日清紡グループは「事業活動を通じて社会に貢献すること」を使命とし、社会に貢献できる領域を軸に事業の組み換えを続けてまいりました。

これからもグループの強みを活かしたソリューションを提供することで、社会課題の解決に貢献することを目指していきます。

日清紡グループ 企業理念、目指す姿

事業ポートフォリオを大きく変革させた2023年度

日清紡グループは企業理念に、「挑戦と変革。地球と人びとの未来を創る。」を掲げ、事業ポートフォリオ変革を推し進めてきました。そこには、社会のニーズに合わせて事業ポートフォリオを変えていかなければ、競争力を失い会社として存続できないという危機感がありました。企業にとって重要なのは、常に変化することです。

データセット
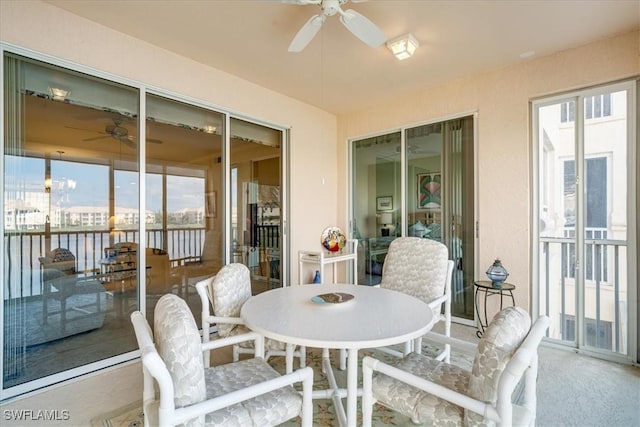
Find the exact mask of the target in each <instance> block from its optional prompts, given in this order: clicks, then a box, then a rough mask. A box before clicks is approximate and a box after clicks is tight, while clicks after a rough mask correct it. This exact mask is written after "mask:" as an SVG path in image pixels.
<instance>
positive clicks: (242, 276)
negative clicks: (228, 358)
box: [196, 263, 306, 372]
mask: <svg viewBox="0 0 640 427" xmlns="http://www.w3.org/2000/svg"><path fill="white" fill-rule="evenodd" d="M196 290H197V291H198V295H200V301H201V304H202V330H203V331H208V330H209V327H210V326H211V325H214V324H215V325H216V326H217V329H218V336H219V337H221V338H225V337H232V336H236V335H242V334H246V333H248V332H249V329H248V328H247V327H246V326H244V324H243V321H242V319H241V318H240V309H241V308H242V305H243V304H244V303H245V302H246V301H247V300H248V299H249V298H251V273H250V272H249V269H248V268H247V266H245V265H244V264H240V263H232V264H228V265H226V266H224V267H222V269H221V270H220V271H219V272H218V273H217V274H216V275H215V276H214V277H210V278H207V279H204V280H201V281H200V282H198V283H197V284H196ZM209 303H211V307H213V315H211V314H210V311H209ZM203 340H204V341H205V342H207V341H208V340H209V334H203ZM265 350H266V355H265V358H266V359H267V360H268V359H269V358H270V357H271V356H285V357H286V359H287V360H286V364H287V372H291V371H292V369H293V356H294V355H295V356H298V357H299V358H300V366H301V367H303V366H304V365H305V354H306V352H305V349H304V347H300V348H299V350H298V351H294V348H293V346H292V345H285V344H284V343H283V342H280V341H276V340H271V339H266V340H265ZM253 352H254V349H253V344H252V342H251V341H245V342H242V343H240V344H238V345H235V346H234V347H233V360H234V361H237V360H239V359H240V354H241V353H243V354H253ZM204 362H205V364H208V363H209V361H208V354H205V360H204Z"/></svg>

課題項目 1
日清紡グループについての本文抜粋で、同グループが企業理念として掲げている言葉は何ですか。
課題項目 2
日清紡グループについての本文抜粋を、最後の文の後から書き継いでください。

演習の解答 1
「挑戦と変革。地球と人びとの未来を創る。」です。

演習の解答 2
2023年度は、欧州のブレーキ事業を手掛けていたTMD Friction Group(TMD)のカーブアウトと並行して、高速大容量通信技術や映像技術に強みを持つ(株)日立国際電気の買収を完了させ、事業ポートフォリオが大きく動いた1年となりました。この結果、コア事業である無線・通信事業とマイクロデバイス事業を合わせた売上構成比率は、2023年度の44% から2024年度には60%を超える見込みです。

しかし、2023年度の業績は残念ながら増収減益という結果となりました。最適なコスト構造の実現にいたっておらず、「正しく儲ける」ことに対する貪欲さがまだ足りていません。個々の事業の競争力の強化のため、事業や製品の見切りを加速させる必要があります。

事業ポートフォリオ

カーブアウト・M&Aの意思決定

昨年、M&Aやカーブアウトは常時仕掛かり中だと申し上げました。TMDのカーブアウトと(株)日立国際電気のM&Aは、どちらも完了までに4年を要しました。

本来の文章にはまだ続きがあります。